(Estratto fornito)
Sono nel retropalco. Ho lo stomaco chiuso, un’ansia che mi fa respirare solo fino alla terza costola e tutte le donne del Blues di cui devo raccontare si sono fuse, nel mio cervello smarrito, in un’unica donna a cui ne sono capitate di tutti i colori. Ma Rainey, KoKo Taylor, Nina Simone e tutte le altre sono impastate in un miscuglio indecifrabile,, e dei miei fogli sottolineati non ho alcuna traccia mnemonica: vedo le parole segnate con l’evidenziatore giallo balzarmi incontro in un pasticcio illeggibile. E delle canzoni non ricordo più neanche un attacco. Le altre due musiciste, superprofessionali, mangiano rilassatissime la cena che ci hanno portato i ragazzi dell’organizzazione. Io do due morsi di pura forza di volontà alla mia pizza, e poi bevo, bevo, almeno un litro d’acqua. Poi mi viene in mente che sul palco mi scapperà la pipì. Perfetto. Mi tremano le mani. Ma so di poter contare, nel gioco di ruoli e maschere, su una personaggia che non mi ha mai lasciata in balìa di questo caos mostruoso. Io la chiamo JJ, la Performer. Non mi hai mai tradito fino ad oggi. Ma ora sono passati mesi da quando ho fatto l’ultimo concerto: si attiverà?

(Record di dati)
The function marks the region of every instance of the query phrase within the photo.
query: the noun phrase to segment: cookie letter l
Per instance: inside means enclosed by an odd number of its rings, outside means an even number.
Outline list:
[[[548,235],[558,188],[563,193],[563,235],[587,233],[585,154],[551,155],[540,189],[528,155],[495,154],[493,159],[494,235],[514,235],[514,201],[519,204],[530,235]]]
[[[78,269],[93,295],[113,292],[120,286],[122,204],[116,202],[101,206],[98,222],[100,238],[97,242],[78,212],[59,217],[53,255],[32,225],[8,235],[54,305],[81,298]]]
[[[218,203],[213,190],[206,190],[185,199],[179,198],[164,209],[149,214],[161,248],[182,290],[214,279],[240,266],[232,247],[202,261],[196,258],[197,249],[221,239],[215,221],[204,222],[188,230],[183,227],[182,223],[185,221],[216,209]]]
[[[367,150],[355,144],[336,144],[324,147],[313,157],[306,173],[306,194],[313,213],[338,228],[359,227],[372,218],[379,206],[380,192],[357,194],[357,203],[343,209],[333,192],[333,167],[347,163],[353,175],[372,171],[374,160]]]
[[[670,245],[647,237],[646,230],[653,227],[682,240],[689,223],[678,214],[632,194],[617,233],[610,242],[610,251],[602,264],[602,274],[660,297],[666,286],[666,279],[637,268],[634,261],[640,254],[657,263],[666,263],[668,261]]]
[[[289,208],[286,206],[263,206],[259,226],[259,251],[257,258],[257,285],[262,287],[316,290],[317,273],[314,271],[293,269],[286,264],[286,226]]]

(Cosa si chiede)
a. Nel brano sul retropalco, come si chiama la personaggia su cui chi racconta sa di poter contare?
b. Prosegui il brano sul retropalco a partire dalla sua ultima frase.

(Risultati attesi)
a. JJ, la Performer.

b.
Salgo sul palco. I tavoli sono tutti occupati, lo vedo in modo offuscato, riconosco qualche faccia, ma sono troppo impegnata a cercare di far tornare la mia bocca a produrre saliva, o almeno un minimo di umidità.
Cominciamo, e JJ emerge, e il concerto storytelling è una bomba. Quando chiudiamo con I’m a Woman di Koko Taylor, il growl , anche quello sulla nota più alta, esce potentissimo e perfetto, come mai nelle prove. Mi muovo come un animale. Interagisco col pubblico. Mi sembra di tirar giù il cielo nuvoloso.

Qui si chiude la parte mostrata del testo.